What is needed> From the Frederic William Metcalfe biography, copy verbatim the portion that opens with "Military service" and closes with "in that position.".

Sir Frederic William Metcalfe  (4 December 1886 – 3 June 1965) was a British public servant. He was a former Clerk of the House of Commons and first Speaker of the House of Representatives of Nigeria.

Early life
Metcalfe was born in 1886 to the family of W.P. Metcalfe of Ceylon and Stone Hall, Oxted. He had his early education at Wellington and Sidney Sussex College, Cambridge and later became an honorary fellow of the college.

Career

Military service
During World War I, Metcalfe served with the army from 1914 to 1919 he served with the 6th Special Reserve Battalion of the Rifle Brigade.

Parliamentary
In 1919, Metcalfe gained appointment as an Assistant Clerk in the Department of the Clerk of the House of Commons, he was in the position until 1930 before he became Second Clerk Assistant. He became Clerk Assistant in 1937. In 1948, he was appointed as Clerk of the House of Commons until his retirement in July 1954, he succeeded Lord Campion in that position.

Data records>
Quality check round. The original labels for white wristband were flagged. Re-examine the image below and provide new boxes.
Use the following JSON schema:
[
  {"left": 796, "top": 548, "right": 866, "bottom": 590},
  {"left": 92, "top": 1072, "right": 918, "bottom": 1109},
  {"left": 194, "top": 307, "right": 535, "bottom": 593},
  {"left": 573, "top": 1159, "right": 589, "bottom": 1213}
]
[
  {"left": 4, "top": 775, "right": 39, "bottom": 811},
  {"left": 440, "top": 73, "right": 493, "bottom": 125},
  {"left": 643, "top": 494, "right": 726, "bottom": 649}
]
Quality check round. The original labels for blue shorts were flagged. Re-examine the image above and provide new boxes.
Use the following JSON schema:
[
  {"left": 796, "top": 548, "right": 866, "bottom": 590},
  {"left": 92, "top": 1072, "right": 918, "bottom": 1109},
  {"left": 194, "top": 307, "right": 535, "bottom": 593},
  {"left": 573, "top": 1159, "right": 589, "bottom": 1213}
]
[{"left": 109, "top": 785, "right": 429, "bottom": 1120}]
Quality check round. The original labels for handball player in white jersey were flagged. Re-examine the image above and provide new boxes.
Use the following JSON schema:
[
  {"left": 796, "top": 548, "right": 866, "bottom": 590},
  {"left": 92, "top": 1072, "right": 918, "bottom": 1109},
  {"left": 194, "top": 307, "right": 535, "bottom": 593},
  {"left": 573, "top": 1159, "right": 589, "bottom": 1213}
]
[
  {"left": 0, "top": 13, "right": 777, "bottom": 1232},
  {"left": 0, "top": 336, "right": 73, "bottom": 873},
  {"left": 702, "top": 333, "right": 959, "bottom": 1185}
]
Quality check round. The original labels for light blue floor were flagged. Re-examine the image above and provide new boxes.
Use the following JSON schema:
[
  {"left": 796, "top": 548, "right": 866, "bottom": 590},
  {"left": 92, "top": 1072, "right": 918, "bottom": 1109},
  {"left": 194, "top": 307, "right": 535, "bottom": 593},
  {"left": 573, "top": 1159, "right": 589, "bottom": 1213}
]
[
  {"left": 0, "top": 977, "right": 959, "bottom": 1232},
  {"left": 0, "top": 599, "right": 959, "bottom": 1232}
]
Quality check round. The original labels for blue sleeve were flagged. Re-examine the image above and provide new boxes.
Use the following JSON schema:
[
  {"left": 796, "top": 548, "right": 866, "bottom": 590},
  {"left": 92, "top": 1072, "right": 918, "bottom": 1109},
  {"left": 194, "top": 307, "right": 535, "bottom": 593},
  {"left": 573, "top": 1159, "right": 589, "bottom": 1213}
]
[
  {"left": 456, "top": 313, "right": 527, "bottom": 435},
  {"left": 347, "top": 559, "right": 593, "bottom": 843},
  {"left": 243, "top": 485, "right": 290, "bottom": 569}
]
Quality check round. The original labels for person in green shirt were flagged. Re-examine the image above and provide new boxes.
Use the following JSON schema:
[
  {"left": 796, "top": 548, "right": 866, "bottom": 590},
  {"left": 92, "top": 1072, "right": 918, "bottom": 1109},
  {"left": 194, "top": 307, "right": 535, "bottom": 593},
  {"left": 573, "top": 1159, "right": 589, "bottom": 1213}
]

Solution for this task>
Military service
During World War I, Metcalfe served with the army from 1914 to 1919 he served with the 6th Special Reserve Battalion of the Rifle Brigade.

Parliamentary
In 1919, Metcalfe gained appointment as an Assistant Clerk in the Department of the Clerk of the House of Commons, he was in the position until 1930 before he became Second Clerk Assistant. He became Clerk Assistant in 1937. In 1948, he was appointed as Clerk of the House of Commons until his retirement in July 1954, he succeeded Lord Campion in that position.